Required work ->
Word for word, the listing below should be printed again.

Records for processing ->
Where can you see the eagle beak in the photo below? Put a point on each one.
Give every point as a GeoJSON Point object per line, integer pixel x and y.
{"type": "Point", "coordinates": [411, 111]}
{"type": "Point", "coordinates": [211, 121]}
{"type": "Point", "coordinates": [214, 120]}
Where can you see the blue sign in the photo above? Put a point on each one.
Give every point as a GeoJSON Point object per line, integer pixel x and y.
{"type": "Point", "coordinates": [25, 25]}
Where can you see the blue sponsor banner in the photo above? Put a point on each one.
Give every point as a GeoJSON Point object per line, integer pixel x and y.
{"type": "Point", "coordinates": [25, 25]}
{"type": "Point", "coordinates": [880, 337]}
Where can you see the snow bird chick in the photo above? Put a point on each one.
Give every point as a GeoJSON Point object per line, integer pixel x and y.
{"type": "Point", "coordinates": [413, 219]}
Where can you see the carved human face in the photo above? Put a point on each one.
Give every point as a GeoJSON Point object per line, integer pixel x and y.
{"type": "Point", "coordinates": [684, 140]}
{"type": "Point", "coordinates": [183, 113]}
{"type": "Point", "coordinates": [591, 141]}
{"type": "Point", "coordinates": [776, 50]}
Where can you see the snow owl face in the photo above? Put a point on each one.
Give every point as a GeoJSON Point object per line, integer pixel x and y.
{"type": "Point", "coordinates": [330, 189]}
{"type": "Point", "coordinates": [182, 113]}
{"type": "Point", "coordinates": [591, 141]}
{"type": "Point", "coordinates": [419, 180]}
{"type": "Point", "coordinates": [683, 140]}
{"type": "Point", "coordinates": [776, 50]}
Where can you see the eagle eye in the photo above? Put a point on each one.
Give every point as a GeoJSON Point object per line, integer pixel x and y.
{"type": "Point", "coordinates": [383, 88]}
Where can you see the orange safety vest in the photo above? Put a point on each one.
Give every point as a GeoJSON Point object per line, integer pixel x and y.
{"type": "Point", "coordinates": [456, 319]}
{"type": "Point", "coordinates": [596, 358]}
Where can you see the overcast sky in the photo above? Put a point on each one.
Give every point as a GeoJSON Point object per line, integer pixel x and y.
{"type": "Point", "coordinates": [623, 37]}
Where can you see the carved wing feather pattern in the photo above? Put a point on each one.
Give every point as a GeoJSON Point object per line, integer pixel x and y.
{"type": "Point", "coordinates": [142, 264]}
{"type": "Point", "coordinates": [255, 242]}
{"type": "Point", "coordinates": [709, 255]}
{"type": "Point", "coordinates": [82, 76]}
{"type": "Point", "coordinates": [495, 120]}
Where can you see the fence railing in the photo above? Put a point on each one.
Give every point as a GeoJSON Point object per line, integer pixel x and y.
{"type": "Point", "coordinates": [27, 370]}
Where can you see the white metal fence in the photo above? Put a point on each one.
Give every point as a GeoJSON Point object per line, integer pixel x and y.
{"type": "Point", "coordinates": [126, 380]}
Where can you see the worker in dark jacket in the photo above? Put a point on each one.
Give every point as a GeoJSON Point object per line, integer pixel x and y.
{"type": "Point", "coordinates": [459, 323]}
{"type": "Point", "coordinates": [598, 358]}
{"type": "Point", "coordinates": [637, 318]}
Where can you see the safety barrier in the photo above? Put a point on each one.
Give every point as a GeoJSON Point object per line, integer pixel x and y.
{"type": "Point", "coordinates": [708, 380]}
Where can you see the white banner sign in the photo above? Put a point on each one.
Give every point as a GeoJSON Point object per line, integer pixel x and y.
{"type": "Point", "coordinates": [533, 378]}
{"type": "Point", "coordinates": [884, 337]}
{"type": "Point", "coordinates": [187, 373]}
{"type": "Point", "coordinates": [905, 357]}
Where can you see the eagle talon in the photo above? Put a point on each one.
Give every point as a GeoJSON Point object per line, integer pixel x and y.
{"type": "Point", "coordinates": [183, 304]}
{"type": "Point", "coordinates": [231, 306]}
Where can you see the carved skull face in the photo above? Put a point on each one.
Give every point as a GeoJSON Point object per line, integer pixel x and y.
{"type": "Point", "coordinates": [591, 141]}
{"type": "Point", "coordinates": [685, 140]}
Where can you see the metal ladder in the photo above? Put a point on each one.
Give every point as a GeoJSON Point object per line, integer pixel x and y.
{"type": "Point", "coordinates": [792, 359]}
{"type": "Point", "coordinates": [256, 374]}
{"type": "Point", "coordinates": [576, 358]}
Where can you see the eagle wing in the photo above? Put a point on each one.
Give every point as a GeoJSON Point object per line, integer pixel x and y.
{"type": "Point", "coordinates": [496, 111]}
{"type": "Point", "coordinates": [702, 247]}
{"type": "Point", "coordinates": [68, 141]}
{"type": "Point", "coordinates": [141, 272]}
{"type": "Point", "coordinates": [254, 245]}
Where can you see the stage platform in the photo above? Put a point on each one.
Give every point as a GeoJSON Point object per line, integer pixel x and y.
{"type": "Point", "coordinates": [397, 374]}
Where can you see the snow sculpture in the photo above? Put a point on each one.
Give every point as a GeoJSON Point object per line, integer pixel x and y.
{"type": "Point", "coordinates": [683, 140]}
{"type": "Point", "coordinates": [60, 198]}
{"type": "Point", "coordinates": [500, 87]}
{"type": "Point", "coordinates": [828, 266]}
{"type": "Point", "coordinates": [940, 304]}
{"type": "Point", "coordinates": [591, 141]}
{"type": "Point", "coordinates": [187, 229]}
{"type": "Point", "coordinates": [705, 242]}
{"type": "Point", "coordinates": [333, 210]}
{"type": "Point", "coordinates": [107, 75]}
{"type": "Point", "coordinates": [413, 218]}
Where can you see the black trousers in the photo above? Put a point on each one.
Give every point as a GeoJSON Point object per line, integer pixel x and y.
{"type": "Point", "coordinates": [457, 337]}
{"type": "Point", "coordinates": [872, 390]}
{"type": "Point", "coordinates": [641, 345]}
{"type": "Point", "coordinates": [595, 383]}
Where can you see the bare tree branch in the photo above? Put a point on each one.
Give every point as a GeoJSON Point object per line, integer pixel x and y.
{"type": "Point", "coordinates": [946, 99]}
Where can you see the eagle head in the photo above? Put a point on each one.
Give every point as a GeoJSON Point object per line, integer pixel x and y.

Your solution ->
Where can you see the eagle beak in the photo below? Put a point on each one.
Give every point as a GeoJSON Point object per line, integer pixel x and y.
{"type": "Point", "coordinates": [411, 111]}
{"type": "Point", "coordinates": [211, 121]}
{"type": "Point", "coordinates": [214, 120]}
Where can you see the blue sign in the photo above? Put a point on each one.
Give every point as a GeoJSON Point object per line, integer pixel x and y.
{"type": "Point", "coordinates": [25, 25]}
Where can you see the blue sponsor banner in the photo above? Put a point on each one.
Give every point as a GeoJSON Point object per line, integer pixel x and y.
{"type": "Point", "coordinates": [25, 25]}
{"type": "Point", "coordinates": [880, 337]}
Where can you see the snow bird chick in the photo above? Put a point on each one.
Give every point as a GeoJSON Point object per line, integer pixel x and y.
{"type": "Point", "coordinates": [413, 219]}
Where can you see the carved human face in the photo above? Put a point on each one.
Give every point as a GeoJSON Point object per line, integer pixel x and y.
{"type": "Point", "coordinates": [684, 140]}
{"type": "Point", "coordinates": [183, 113]}
{"type": "Point", "coordinates": [591, 141]}
{"type": "Point", "coordinates": [776, 50]}
Where can you see the snow owl face in the photo above? Put a point on each one.
Give every point as a GeoJSON Point object per line, integer pixel x and y.
{"type": "Point", "coordinates": [330, 189]}
{"type": "Point", "coordinates": [182, 113]}
{"type": "Point", "coordinates": [591, 141]}
{"type": "Point", "coordinates": [419, 180]}
{"type": "Point", "coordinates": [683, 140]}
{"type": "Point", "coordinates": [776, 50]}
Where can you see the eagle eye in the photo above? Put a point on each one.
Give every point as a GeoJSON Point object per line, integer pixel x and y.
{"type": "Point", "coordinates": [383, 88]}
Where can you see the orange safety vest in the photo above? Put a point on each one.
Give every point as a GeoJSON Point object per line, integer pixel x and y.
{"type": "Point", "coordinates": [456, 319]}
{"type": "Point", "coordinates": [596, 358]}
Where can you see the overcast sky in the photo above? Put a point on each one.
Give every point as a GeoJSON Point object per line, integer pixel x and y.
{"type": "Point", "coordinates": [623, 37]}
Where can you see the carved wing feather pattern in the photo above? Put a point on each one.
Give every point as a GeoJSON Point object per line, integer pixel x and y.
{"type": "Point", "coordinates": [142, 264]}
{"type": "Point", "coordinates": [255, 242]}
{"type": "Point", "coordinates": [709, 255]}
{"type": "Point", "coordinates": [82, 76]}
{"type": "Point", "coordinates": [495, 120]}
Where can you see the fence railing in the photo above? Put a point on each one.
Give every point as a GeoJSON Point object per line, integer pixel x and y.
{"type": "Point", "coordinates": [27, 370]}
Where can you see the white metal fence in the photo above? Put a point on each one.
Give every point as a GeoJSON Point object per line, integer pixel x and y.
{"type": "Point", "coordinates": [126, 380]}
Where can you see the worker in dark jacket in the photo above? Put a point on each one.
Give every point as a GeoJSON Point object per line, integer pixel x and y.
{"type": "Point", "coordinates": [459, 323]}
{"type": "Point", "coordinates": [598, 358]}
{"type": "Point", "coordinates": [637, 318]}
Where can you see the safety barrier in the photo above? Put a point on each one.
Give every point as a GeoJSON Point object per line, integer pixel x and y.
{"type": "Point", "coordinates": [708, 380]}
Where can you see the white banner sign in the photo above? Put a point on each one.
Give every point as a GeoJSON Point object per line, integer pixel x and y.
{"type": "Point", "coordinates": [533, 378]}
{"type": "Point", "coordinates": [884, 337]}
{"type": "Point", "coordinates": [187, 373]}
{"type": "Point", "coordinates": [905, 357]}
Where can you see the eagle talon in the photo above? Put a point on each one.
Give every point as a GeoJSON Point object per line, integer pixel x and y.
{"type": "Point", "coordinates": [183, 304]}
{"type": "Point", "coordinates": [231, 306]}
Where can you see the carved skull face in the photo above? Put a point on each one.
Give every point as a GeoJSON Point object per line, integer pixel x and y.
{"type": "Point", "coordinates": [591, 141]}
{"type": "Point", "coordinates": [685, 140]}
Where can you see the metal ladder in the photo above? Put a point on each one.
Give every point as a GeoJSON Point object per line, integer pixel x and y.
{"type": "Point", "coordinates": [792, 359]}
{"type": "Point", "coordinates": [256, 374]}
{"type": "Point", "coordinates": [576, 358]}
Where can you see the eagle wing in the photo above? Put a point on each one.
Give every point as a GeoJSON Point object per line, integer pixel x and y.
{"type": "Point", "coordinates": [496, 111]}
{"type": "Point", "coordinates": [702, 247]}
{"type": "Point", "coordinates": [68, 141]}
{"type": "Point", "coordinates": [141, 272]}
{"type": "Point", "coordinates": [254, 245]}
Where can you see the stage platform in the photo above? Put a point on each one.
Give every point as a GeoJSON Point object per line, integer pixel x and y.
{"type": "Point", "coordinates": [397, 374]}
Where can you see the snow sculpture in the photo above? Put a point on each one.
Give every point as a GeoJSON Point object per line, integer pixel x and y.
{"type": "Point", "coordinates": [683, 140]}
{"type": "Point", "coordinates": [60, 198]}
{"type": "Point", "coordinates": [500, 87]}
{"type": "Point", "coordinates": [828, 266]}
{"type": "Point", "coordinates": [940, 304]}
{"type": "Point", "coordinates": [591, 141]}
{"type": "Point", "coordinates": [187, 229]}
{"type": "Point", "coordinates": [705, 242]}
{"type": "Point", "coordinates": [333, 210]}
{"type": "Point", "coordinates": [107, 75]}
{"type": "Point", "coordinates": [413, 218]}
Where can you see the black trousers in the photo above? Put a point on each one.
Give every point as a GeoJSON Point object per line, integer pixel x and y.
{"type": "Point", "coordinates": [457, 337]}
{"type": "Point", "coordinates": [872, 390]}
{"type": "Point", "coordinates": [641, 345]}
{"type": "Point", "coordinates": [595, 383]}
Where can you see the bare tree branch in the photo above? Put a point on each one.
Give every point as a GeoJSON Point object per line, integer pixel x and y.
{"type": "Point", "coordinates": [946, 99]}
Where can you see the eagle head in the photo above? Put a point on each one.
Give every point as a GeoJSON Point object per line, integer pixel x and y.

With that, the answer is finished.